::: Data listing :::

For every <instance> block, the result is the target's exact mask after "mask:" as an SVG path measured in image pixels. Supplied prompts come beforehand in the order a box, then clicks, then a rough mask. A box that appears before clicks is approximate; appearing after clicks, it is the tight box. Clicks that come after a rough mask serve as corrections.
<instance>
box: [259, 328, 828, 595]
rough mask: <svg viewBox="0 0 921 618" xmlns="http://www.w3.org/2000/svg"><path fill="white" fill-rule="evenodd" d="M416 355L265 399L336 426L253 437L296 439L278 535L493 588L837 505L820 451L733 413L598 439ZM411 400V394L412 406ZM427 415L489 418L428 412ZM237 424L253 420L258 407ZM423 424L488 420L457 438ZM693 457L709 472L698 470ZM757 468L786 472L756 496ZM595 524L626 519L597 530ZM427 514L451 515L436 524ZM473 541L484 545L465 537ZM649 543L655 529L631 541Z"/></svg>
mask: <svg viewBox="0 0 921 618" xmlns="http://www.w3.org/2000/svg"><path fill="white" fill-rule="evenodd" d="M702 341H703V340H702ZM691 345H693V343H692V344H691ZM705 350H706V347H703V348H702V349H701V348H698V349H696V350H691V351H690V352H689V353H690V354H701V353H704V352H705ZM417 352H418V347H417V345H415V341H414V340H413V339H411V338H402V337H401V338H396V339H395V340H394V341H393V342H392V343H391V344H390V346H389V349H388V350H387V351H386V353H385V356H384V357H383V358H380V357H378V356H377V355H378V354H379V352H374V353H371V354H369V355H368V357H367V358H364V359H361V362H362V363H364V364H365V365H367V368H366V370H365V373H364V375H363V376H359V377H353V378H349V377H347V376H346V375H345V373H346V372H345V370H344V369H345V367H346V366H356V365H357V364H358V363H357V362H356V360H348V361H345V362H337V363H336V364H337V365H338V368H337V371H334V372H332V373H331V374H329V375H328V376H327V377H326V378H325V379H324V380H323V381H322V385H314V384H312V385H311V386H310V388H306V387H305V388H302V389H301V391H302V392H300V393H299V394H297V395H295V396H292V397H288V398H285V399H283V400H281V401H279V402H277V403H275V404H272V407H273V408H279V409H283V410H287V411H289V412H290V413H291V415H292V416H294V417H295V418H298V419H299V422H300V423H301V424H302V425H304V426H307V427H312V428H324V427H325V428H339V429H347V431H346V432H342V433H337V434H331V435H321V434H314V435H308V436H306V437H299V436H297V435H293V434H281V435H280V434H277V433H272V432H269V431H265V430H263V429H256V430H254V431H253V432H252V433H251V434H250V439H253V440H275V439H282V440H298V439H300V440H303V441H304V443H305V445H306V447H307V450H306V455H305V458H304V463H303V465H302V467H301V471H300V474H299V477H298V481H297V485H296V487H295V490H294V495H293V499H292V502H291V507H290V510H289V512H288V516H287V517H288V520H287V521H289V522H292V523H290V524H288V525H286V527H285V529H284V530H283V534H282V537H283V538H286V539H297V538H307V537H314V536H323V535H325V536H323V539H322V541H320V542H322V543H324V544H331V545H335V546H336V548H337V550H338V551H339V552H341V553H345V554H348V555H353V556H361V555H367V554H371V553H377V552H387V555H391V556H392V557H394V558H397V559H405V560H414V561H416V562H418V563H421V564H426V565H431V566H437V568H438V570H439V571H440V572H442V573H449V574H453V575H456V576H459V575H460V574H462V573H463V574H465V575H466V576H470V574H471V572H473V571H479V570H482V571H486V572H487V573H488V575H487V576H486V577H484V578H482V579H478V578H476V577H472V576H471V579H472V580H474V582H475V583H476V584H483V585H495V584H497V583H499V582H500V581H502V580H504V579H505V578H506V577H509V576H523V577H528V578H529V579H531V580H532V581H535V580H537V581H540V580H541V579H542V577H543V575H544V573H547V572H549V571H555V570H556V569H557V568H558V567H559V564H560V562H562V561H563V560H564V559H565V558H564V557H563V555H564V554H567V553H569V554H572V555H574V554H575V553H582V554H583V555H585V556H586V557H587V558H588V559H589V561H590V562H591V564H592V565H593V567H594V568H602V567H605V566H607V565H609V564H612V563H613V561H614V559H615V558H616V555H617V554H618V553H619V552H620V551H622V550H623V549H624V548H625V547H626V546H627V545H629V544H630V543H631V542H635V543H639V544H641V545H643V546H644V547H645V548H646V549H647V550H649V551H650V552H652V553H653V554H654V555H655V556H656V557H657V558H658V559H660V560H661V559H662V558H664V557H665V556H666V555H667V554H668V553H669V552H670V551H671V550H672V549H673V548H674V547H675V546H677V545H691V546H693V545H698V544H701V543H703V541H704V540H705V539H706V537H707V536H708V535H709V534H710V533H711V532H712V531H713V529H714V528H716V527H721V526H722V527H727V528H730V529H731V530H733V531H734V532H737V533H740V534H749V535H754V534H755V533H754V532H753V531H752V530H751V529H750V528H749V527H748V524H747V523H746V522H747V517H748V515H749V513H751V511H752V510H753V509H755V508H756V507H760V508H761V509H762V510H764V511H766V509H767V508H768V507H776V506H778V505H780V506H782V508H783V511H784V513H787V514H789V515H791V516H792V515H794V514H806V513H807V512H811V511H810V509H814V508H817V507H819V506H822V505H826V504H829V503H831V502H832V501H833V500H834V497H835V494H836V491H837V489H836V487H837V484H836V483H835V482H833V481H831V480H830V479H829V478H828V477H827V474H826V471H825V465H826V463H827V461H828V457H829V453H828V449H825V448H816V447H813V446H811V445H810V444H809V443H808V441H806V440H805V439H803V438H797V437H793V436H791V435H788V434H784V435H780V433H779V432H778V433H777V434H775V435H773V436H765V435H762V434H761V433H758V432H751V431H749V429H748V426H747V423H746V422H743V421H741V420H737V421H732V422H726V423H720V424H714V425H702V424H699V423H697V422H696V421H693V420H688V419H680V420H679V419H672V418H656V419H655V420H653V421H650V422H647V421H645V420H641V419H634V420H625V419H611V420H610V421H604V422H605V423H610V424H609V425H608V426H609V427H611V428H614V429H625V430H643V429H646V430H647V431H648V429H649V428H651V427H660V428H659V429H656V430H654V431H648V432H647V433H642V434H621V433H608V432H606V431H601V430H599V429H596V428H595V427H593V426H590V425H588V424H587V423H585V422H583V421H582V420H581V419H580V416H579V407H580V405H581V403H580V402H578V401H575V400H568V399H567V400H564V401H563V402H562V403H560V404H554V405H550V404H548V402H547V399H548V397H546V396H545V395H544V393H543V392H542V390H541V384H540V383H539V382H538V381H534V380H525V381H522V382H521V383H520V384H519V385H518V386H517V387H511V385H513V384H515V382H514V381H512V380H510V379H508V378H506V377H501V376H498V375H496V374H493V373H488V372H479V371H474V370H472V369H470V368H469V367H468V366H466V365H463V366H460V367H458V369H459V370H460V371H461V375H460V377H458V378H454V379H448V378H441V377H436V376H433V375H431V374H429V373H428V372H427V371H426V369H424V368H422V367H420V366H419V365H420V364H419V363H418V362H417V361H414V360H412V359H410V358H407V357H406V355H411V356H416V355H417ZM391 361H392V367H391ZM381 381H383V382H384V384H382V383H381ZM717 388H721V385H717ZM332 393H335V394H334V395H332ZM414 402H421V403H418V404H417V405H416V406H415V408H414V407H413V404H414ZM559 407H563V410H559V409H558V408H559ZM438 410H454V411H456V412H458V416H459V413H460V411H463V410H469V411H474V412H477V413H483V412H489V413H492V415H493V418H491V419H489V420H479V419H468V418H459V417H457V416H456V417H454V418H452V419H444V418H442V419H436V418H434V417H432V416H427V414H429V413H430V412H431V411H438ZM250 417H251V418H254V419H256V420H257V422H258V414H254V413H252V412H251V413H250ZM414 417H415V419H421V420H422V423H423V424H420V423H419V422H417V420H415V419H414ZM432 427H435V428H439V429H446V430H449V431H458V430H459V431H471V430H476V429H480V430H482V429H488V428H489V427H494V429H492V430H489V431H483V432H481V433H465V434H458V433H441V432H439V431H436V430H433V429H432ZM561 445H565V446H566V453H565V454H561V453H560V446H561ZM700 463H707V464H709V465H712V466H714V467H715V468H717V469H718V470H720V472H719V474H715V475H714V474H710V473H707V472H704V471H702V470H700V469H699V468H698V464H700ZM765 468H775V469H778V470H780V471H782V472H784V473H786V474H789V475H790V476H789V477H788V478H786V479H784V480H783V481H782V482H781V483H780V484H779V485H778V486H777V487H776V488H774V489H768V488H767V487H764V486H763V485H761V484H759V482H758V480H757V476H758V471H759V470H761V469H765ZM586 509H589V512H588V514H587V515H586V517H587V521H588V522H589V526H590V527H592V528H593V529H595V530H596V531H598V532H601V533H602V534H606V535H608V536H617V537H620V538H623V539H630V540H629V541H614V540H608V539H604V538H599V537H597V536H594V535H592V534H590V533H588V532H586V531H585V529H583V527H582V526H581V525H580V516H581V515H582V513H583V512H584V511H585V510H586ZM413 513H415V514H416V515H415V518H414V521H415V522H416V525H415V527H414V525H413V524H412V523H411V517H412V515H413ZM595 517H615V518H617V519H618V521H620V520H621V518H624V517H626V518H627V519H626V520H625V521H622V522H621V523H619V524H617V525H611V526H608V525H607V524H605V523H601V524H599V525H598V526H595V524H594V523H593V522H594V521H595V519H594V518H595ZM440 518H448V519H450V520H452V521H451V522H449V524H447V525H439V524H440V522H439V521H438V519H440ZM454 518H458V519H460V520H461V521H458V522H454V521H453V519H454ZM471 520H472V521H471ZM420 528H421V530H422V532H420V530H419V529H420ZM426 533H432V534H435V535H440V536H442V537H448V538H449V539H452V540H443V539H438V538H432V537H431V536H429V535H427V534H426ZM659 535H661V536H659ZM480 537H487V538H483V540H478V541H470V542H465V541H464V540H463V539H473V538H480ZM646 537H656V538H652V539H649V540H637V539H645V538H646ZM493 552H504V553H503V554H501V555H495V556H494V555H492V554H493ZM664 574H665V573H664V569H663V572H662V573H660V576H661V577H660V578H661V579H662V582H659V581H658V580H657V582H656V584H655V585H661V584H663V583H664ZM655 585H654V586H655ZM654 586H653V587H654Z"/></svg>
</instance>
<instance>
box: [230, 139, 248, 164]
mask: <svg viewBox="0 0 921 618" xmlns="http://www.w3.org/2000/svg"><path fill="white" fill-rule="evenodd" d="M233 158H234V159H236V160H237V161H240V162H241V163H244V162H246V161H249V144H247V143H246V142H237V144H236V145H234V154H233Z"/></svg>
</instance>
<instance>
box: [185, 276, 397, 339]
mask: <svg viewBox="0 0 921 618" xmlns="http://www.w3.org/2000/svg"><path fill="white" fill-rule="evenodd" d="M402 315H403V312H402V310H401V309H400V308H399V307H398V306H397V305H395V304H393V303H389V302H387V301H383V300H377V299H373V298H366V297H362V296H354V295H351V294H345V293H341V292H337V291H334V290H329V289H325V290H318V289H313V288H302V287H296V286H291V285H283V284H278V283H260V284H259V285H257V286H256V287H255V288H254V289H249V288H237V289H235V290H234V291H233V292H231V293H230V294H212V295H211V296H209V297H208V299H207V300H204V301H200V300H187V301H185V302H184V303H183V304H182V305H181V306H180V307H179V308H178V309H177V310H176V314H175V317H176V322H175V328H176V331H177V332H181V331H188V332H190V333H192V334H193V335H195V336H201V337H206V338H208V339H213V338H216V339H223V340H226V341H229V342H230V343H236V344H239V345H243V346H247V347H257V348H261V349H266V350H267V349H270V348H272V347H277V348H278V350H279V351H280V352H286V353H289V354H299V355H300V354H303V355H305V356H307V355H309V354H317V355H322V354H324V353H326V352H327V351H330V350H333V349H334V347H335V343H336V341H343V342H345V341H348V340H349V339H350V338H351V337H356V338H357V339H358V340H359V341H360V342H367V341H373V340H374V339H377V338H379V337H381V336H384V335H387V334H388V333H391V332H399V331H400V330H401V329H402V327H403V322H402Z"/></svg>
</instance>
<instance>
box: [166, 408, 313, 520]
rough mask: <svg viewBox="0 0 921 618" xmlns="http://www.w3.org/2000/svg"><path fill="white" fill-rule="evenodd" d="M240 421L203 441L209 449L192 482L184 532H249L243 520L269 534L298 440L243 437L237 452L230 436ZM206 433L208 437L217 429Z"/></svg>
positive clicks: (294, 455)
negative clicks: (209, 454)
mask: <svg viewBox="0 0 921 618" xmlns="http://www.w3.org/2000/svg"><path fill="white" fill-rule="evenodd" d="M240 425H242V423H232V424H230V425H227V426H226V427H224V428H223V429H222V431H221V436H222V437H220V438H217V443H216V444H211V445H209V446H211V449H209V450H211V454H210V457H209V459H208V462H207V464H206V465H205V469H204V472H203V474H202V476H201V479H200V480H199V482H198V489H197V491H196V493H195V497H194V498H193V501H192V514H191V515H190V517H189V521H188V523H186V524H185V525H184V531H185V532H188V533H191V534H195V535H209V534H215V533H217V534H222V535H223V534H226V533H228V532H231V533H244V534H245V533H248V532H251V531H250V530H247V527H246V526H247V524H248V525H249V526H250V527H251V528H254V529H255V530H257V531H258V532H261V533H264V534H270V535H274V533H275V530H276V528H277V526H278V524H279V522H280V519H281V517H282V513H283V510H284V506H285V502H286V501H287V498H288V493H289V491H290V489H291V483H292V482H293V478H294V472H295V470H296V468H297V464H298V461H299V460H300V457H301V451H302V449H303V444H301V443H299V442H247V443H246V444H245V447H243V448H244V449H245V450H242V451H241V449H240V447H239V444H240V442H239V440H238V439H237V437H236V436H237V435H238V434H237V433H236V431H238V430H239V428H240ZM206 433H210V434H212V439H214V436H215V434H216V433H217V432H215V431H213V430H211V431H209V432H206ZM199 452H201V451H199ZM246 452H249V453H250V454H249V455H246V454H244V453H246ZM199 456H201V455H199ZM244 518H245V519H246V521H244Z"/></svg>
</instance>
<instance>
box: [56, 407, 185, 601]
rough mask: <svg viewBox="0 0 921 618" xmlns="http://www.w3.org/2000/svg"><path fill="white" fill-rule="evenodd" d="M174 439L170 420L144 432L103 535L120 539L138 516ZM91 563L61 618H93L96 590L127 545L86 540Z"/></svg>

:::

### [Brief]
Give the listing again from its first line through the line containing "355L265 399L336 426L253", inclusive, replacing "rough mask" with "coarse mask" and leaving everything else unchanged.

### [Task output]
For every <instance> block, the result is the target's exact mask after "mask:" as an SVG path measured in image pixels. Supplied prompts come beforehand in the order a box, then clicks, then a coarse mask. A box that appears before clicks is approximate; appearing after clicks, it is the tight box. Clicks that come after a coarse mask serve as corrections.
<instance>
box: [259, 328, 828, 595]
coarse mask: <svg viewBox="0 0 921 618" xmlns="http://www.w3.org/2000/svg"><path fill="white" fill-rule="evenodd" d="M416 355L265 399L336 426L253 437L296 439L278 535L493 588L837 505L820 451L733 413L598 439ZM411 400V394L412 406ZM427 415L489 418L428 412ZM237 424L253 420L258 407ZM423 424L488 420L457 438ZM693 457L709 472L698 470ZM757 468L786 472L756 496ZM595 524L626 519L597 530ZM427 514L451 515L436 524ZM473 541L484 545L465 537ZM649 543L655 529L631 541Z"/></svg>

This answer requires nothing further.